=== Supplied text ===
■ ■ ■

More Reliable, Faster, Cheaper Testing with Software Reliability

John Musa, Software Reliability Engineering and Testing Courses


Introduction

The testing of software systems is subject to strong conflicting forces. A system must function sufficiently reliably for its application, but it must also reach the market no later than its competitors (preferably before) and at a competitive cost. Government systems may be less market-driven, but balancing reliability, time of delivery, and cost is also important for them. One of the most effective ways to do this is to apply software reliability engineering to testing (and development) 1,2.

Software reliability engineering has resulted in a new view of testing, in which:

  1. The most efficient testing involves activities throughout the entire life cycle.

  2. Testers are empowered to take leadership positions in proactively meeting user needs.

  3. Testers collaborate closely with system engineers, system architects, users, managers, and developers.

Software reliability engineering delivers the desired functionality for a product much more efficiently by quantitatively characterizing its expected use. It uses this information to precisely focus resources on the most used and/or most critical functions (by ŇcriticalÓ I mean having great extra value when successful or great extra impact when failing with respect to human life, cost, or capability) and to make test realistically represent field conditions. Thus software reliability engineering tends to increase reliability while decreasing development time and cost. Then software reliability engineering balances customer needs for the major quality characteristics of reliability, availability, delivery time, and life-cycle cost more effectively by:

  1. Setting quantitative reliability as well as schedule and cost objectives

  2. Engineering strategies to meet the objectives

  3. Tracking reliability in test as a release criterion

SRE is a proven, standard, widespread best practice that is built on a sound theoretical foundation3 and is widely applicable. As an example, Tierney4 reported the results of a survey taken in late 1997 that showed that Microsoft has applied software reliability engineering in 50 percent of its software development groups, including projects such as Windows NT and Word. It has been an AT&T best current practice since May 1991. Qualification as an AT&T best current practice requires widespread use, a documented large benefit/cost ratio, and a probing review by two boards of high-level managers. Some 70 project managers also reviewed the practice of software reliability engineering. Standards for approval as an AT&T best current practice are high; only five of 30 proposed best current practices were approved in 1991. An AIAA standard for software reliability engineering was approved in 1993, and IEEE standards are under development. McGraw-Hill and the IEEE Computer Society Press recently recognized the rapid maturing and standardization of the field, publishing a handbook on the topic5.

SRE is low in cost and its deployment has very little schedule impact. You can apply software reliability engineering to any software-based system, including legacy systems, beginning at the start of any release cycle. It encourages greater communication among different project roles. With SRE, testers typically participate as members of the system engineering team. They help develop operational profiles, set failure intensity objectives, and select project reliability strategies.

■ ■ ■

=== Collected material ===
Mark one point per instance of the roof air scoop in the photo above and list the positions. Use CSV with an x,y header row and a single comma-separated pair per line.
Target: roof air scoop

■ ■ ■

=== Goals ===
(1) Transcribe the article on software reliability testing from "Software reliability engineering has" up to and including "entire life cycle.".
(2) Pick up the article on software reliability testing after its final sentence and continue it.
The material has no connection to the article on software reliability testing.

=== Per-task outputs ===
(1)
Software reliability engineering has resulted in a new view of testing, in which:

  1. The most efficient testing involves activities throughout the entire life cycle.

(2)
SRE is very customer-oriented. It involves direct interaction with customers, and this enhances your image as a supplier if you have any reasonable degree of competence, improving customer satisfaction. SRE is highly correlated with attaining Levels 4 and 5 of the SEI Capability Maturity Model.


Process Overview

Applying software reliability engineering to test involves five major activities: defining the "just right" reliability, developing operational profiles, preparing for test, executing test, and guiding test.

I will illustrate these activities in the context of an actual project at AT&T, which I call Fone Follower. I selected this example because of its simplicity; it in no way implies that software reliability engineering is limited to telecommunications systems. I have changed certain information to keep explanation simple and protect proprietary data.

Fone Follower is a system that lets telephone calls "follow" subscribers anywhere in the world (even to cell phones). Subscribers dial into a voice-response system and enter the telephone numbers at which they plan to be at various times. Incoming calls (voice or fax) that would normally be routed to a subscriber's telephone are then sent to Fone Follower, which forwards them in accordance with the program entered. If there is no response to a voice call and the subscriber has pager service, Fone Follower pages. If there is still no response or if the subscriber doesn't have pager service, Fone Follower forwards calls to the subscriber's voice mail.


Defining "Just Right" Reliability

To define the "just right" level of reliability for the product, you set the failure intensity objective (FIO), balancing among major quality characteristics users need. A failure is a departure of system behavior in execution from user needs. Failure intensity is simply the number of failures per unit time. The best way to determine the FIO is to use field data from a similar release or product. This data includes customer satisfaction surveys related to measured failure intensity, and an analysis of competing products. Then you engineer project software reliability strategies to meet these objectives. For example, you may determine the resources you will devote to requirements reviews, the amount of unit test, the degree to which you will implement fault tolerant features, etc.


Developing Operational Profiles

An operation is a major task of short duration performed by a system, which returns control to the system when complete. It is a logical rather than a physical concept, in that an operation can be executed over several machines and it can be executed in noncontiguous time segments. An operation can be initiated by a user, another system, or the system's own controller. Some examples of operations are a command activated by a user, a transaction sent for processing from another system, a response to an event occurring in an external system, and a routine housekeeping task activated by your own system controller. The operational profile is simply the set of operations and their probabilities of occurrence. An operational profile is a complete set of functions with their probabilities of occurrence. Table 1 shows an illustration of an operational profile from Fone Follower.

Table 1. Fone Follower Operational Profile
Operation Occurance Probability
Process voice call, no pager, answered
Process voice call, no pager, no answer
Process voice call, pager, answered
Process fax call
Process voice call, pager, answer on page
Process voice call, pager, no answer on page
Enter forwardees
Audit section - phone number database
Add subscriber
Delete subscriber
Recover from hardware failure
0.18
0.17
0.17
0.15
0.12
0.10
0.10
0.009
0.0005
0.0005
0.000001
Total 1.0

You can use operational profiles in system engineering to reduce the number of operations to those that are cost effective with respect to life-cycle system costs and benefits, to plan a competitive release strategy (schedule a small number of most-used operations for a speeded-up first version and defer the others to a later version), and to focus resources on the functions and modules that are most used or most critical. But operational profiles will also play a major role in preparing for and executing test.

To develop an operational profile, you identify the initiators of operations, enumerate the operations that are produced by each initiator, determine the occurrence rates of the operations, and determine the occurrence probabilities by dividing the occurrence rates by total operation occurrence rates.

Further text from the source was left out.